(Directions for this task)
Would you transcribe the listing that follows word for word, skipping pictures?

(Given records)
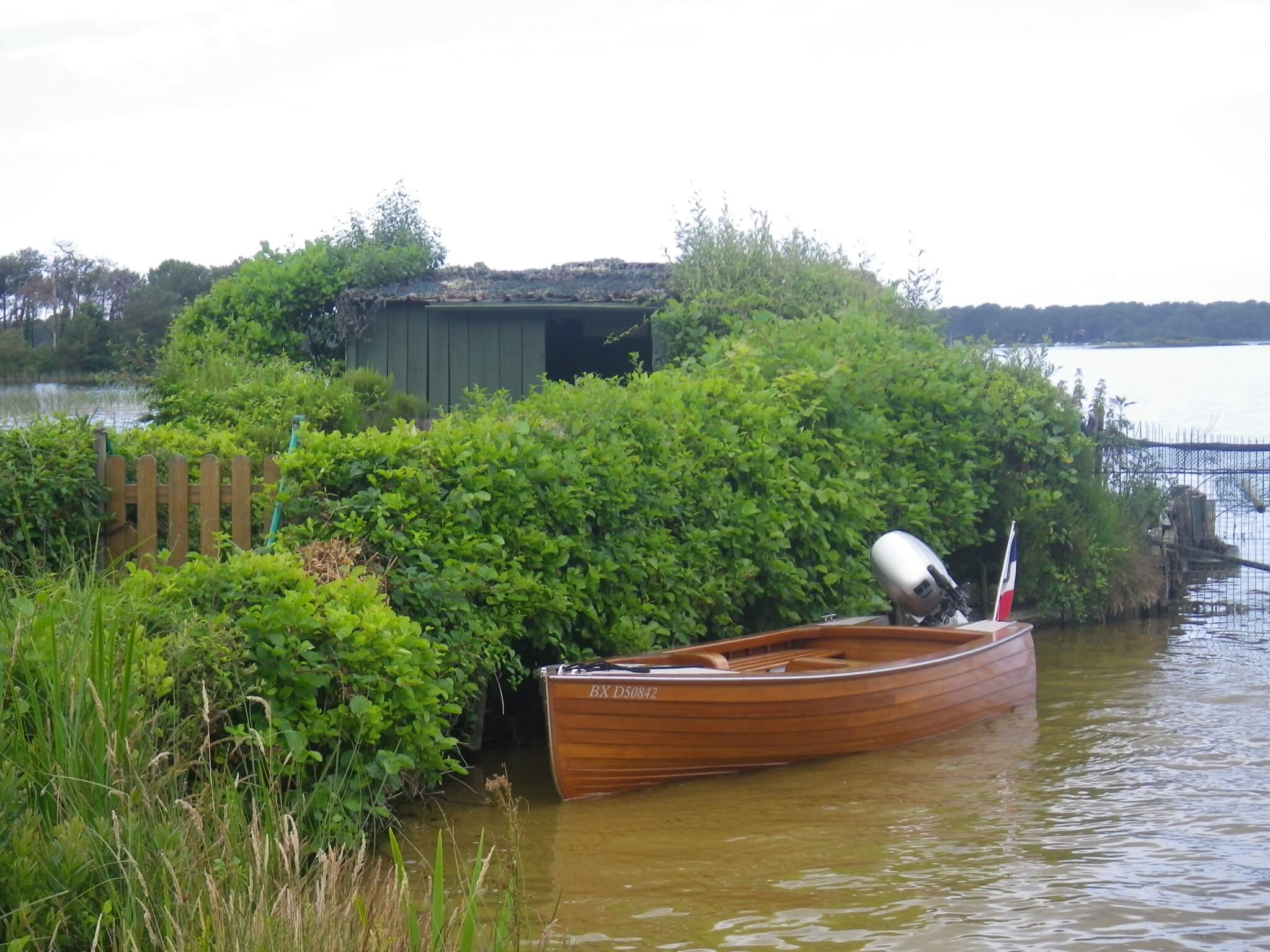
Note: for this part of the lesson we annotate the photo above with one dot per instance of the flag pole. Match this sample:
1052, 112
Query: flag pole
1005, 570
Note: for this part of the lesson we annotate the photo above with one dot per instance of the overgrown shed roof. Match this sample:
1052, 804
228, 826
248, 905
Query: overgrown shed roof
598, 281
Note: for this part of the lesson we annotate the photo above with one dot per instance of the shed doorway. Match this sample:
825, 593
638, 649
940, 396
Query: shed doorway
597, 340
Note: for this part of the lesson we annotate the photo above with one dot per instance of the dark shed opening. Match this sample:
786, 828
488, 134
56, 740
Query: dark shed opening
458, 328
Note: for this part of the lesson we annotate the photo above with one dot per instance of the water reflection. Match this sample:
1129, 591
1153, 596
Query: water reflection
117, 407
1126, 809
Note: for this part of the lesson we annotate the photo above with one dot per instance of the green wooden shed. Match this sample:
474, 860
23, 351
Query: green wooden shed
458, 328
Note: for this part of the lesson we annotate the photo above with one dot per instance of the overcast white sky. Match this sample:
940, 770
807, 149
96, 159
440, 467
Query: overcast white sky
1067, 151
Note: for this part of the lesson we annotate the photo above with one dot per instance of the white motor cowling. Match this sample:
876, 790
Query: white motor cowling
917, 580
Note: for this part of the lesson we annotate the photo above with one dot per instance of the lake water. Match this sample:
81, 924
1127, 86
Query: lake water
1128, 809
116, 407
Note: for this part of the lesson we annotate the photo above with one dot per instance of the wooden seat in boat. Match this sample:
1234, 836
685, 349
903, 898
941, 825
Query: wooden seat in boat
822, 664
766, 660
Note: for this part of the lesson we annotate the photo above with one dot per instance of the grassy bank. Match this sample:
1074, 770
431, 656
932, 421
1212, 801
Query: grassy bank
111, 839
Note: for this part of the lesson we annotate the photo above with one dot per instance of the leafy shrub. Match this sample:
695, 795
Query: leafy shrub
117, 834
283, 304
50, 495
356, 700
727, 273
600, 517
738, 491
219, 386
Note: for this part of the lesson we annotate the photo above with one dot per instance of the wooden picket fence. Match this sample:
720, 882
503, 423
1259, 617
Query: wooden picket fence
139, 539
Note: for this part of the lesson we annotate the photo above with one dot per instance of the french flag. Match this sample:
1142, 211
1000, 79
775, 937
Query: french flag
1009, 573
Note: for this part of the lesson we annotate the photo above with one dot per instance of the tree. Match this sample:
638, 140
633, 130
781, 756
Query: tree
86, 345
287, 302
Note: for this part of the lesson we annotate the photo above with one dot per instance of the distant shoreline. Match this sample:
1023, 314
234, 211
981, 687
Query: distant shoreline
1196, 342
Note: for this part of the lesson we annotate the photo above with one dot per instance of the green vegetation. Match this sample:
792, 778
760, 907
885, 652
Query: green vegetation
1121, 322
50, 495
734, 493
180, 748
285, 302
73, 312
122, 826
210, 385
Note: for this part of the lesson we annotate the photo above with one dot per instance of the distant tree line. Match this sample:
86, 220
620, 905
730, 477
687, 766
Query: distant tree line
1117, 322
74, 312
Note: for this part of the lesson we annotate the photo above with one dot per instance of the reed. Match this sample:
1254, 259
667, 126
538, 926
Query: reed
110, 843
115, 405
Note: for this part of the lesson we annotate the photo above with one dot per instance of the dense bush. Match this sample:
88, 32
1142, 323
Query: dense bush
738, 491
967, 441
596, 517
218, 386
285, 302
728, 273
347, 699
50, 495
120, 833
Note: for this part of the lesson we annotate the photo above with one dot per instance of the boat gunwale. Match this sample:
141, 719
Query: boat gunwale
970, 648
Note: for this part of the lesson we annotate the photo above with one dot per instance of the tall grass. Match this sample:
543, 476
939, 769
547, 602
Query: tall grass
109, 842
120, 407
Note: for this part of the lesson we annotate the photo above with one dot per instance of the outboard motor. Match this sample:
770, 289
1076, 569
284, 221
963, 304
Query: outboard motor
917, 582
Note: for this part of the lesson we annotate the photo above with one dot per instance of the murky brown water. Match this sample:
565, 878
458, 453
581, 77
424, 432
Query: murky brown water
1128, 810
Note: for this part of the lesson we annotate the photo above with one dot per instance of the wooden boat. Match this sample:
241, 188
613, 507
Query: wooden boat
813, 691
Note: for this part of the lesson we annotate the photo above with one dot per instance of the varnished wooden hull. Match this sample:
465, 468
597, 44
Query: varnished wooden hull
613, 731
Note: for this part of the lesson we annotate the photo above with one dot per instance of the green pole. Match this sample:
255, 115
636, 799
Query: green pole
277, 507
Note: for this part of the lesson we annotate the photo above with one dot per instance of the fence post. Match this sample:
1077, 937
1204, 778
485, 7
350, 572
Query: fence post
117, 524
99, 447
178, 509
148, 511
241, 501
208, 507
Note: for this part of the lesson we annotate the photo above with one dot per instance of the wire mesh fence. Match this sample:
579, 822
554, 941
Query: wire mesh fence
1214, 527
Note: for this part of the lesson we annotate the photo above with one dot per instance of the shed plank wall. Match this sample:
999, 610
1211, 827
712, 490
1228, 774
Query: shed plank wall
417, 347
460, 366
438, 361
398, 356
534, 351
510, 347
483, 350
436, 352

(Result of this exercise)
Note: for this part of the lesson we annotate the photo above with one dot per instance of the flag pole. Match this sample:
1052, 112
Query: flag pole
1005, 570
Note: for this part of the lesson we annotate the photo above with one dot per instance of the overgrown shed roof. Match this sample:
1052, 804
228, 826
248, 905
Query: overgrown shed roof
598, 281
Note: for this part of the lesson we annotate the photo above with one dot per instance of the shed doorway. Match this sample:
825, 593
638, 649
940, 396
Query: shed doorway
597, 340
Note: for this part of the lesson we annotate the photo above with one dot per instance of the dark shed opening. Match this sample:
786, 828
488, 134
56, 740
Query: dark shed opening
458, 328
Note: for this part of the lesson we annotate the photo above with one dot per instance of the water reflection. Match this sample:
1129, 591
1153, 596
Query: water reflection
117, 407
1126, 809
Note: for this part of the lesson we annotate the photo above with one dot per instance of the green wooden shed. Match this sample:
474, 860
23, 351
Query: green wooden shed
458, 328
Note: for this part of the lesson we annotate the photo above with one dot per instance of the overcast white sky. Match this sample:
940, 770
807, 149
96, 159
440, 467
Query: overcast white sky
1067, 151
Note: for this part of the lesson we annotate the photo above with one dot per instance of the white motor cowling. Match this sample:
876, 790
Query: white motor cowling
917, 580
Note: for this part of the lesson we annotate the photo above with one dot per instance of the lake water. Match this sample:
81, 924
1127, 86
Query: lake water
1128, 809
116, 407
Note: for this part of the lesson we annotate the photo above with one dot per instance of the wooden seat in boat. Match this sample:
1234, 836
685, 349
903, 898
941, 825
Query: wooden seat in boat
822, 664
766, 660
Note: for this part of the lesson we annotate the photo above with one dot per instance of the grassy bank. Match this sample:
1074, 770
431, 656
932, 421
1212, 801
Query: grassy bank
111, 839
Note: for this part of the lesson we annotate the photo above with one dot per instance of the leafy shrub. Match this sample:
695, 795
Query: leafy shrub
117, 834
283, 304
50, 495
356, 700
727, 273
600, 517
738, 491
219, 386
Note: for this part of the lesson we annotate the photo above with one dot per instance of the wooden picket fence. Match this sample:
720, 882
503, 423
1259, 617
Query: wooden picket fence
139, 539
Note: for this part of the lesson we annotate the photo above with one dot per instance of the french flag. Match this sample:
1142, 211
1000, 79
775, 937
Query: french flag
1009, 573
Note: for this part of the lesson we annotate the photo above with one dot per instance of the tree. Match this sample:
638, 140
633, 130
781, 756
Query: tree
86, 345
287, 302
Note: for this part of the lesson we annotate the photo above with one dot per instance of the distant shoreline. Match this sample:
1023, 314
234, 211
981, 687
Query: distant shoreline
1196, 342
Note: for this part of the lesson we annotate the photo above with one dot per instance of the green vegetation. Match this sample:
792, 778
760, 907
885, 652
Query: green vegetation
1121, 322
50, 495
734, 493
180, 748
285, 302
73, 312
122, 826
210, 385
Note: for this part of the lesson we annotate the photo above with one dot per instance of the distant tree line. Match this sample:
86, 220
620, 905
730, 477
687, 766
Query: distant tree line
1117, 322
74, 312
Note: for this part of the lesson we annotate the photo above with one dot per instance of the reed. Match this sample:
1254, 259
667, 126
538, 926
Query: reed
110, 843
115, 405
Note: for this part of the lesson we annotate the photo above with one dot per instance of the dense bush. Match this sample:
88, 32
1142, 323
Query: dense bush
738, 491
967, 441
596, 517
218, 386
285, 302
728, 273
347, 699
50, 495
120, 833
Note: for this part of the lesson we annotate the photo above with one dot per instance of the boat gunwale. Match this sample:
141, 719
Query: boat gunwale
970, 648
Note: for this part of the lesson we annotate the photo above with one dot per instance of the tall grass. Match this sample:
543, 476
939, 769
547, 602
Query: tall grass
109, 842
120, 407
Note: for this part of the lesson we annotate the photo above with one dot per instance of the outboard motor. Match this sample:
770, 289
1076, 569
284, 221
963, 304
Query: outboard motor
917, 582
Note: for this part of the lesson we annotate the photo above with one dot per instance of the murky brown water. Match this sample:
565, 878
458, 453
581, 77
424, 432
Query: murky brown water
1128, 810
Note: for this part of the lesson we annotate the photo above with one dot per instance of the wooden boat. Match this sample:
241, 188
613, 507
Query: wooden boat
813, 691
Note: for this part of the lesson we annotate the photo above with one dot per instance of the varnished wooden hull. Match this sample:
465, 468
597, 44
Query: varnished wooden hull
613, 731
Note: for this part of the lesson we annotate the photo above with one dot per instance of the green pole. Match this sample:
255, 115
636, 799
Query: green pole
277, 507
Note: for this part of the lesson we annotate the photo above with one dot per instance of the fence post. Match this sample:
1077, 937
1204, 778
485, 7
350, 572
Query: fence post
117, 524
99, 447
178, 509
148, 511
241, 501
208, 507
Note: for this part of the lesson we annotate the photo above with one dot per instance of the wire mesh fence. Match this sample:
579, 822
554, 941
Query: wire mesh fence
1214, 527
Note: for this part of the lesson we annotate the photo above with one dot per instance of the shed plank wall. Match this sample:
999, 610
1211, 827
712, 490
1228, 774
Query: shed plank wall
417, 347
460, 366
438, 361
398, 356
534, 351
510, 347
483, 350
436, 352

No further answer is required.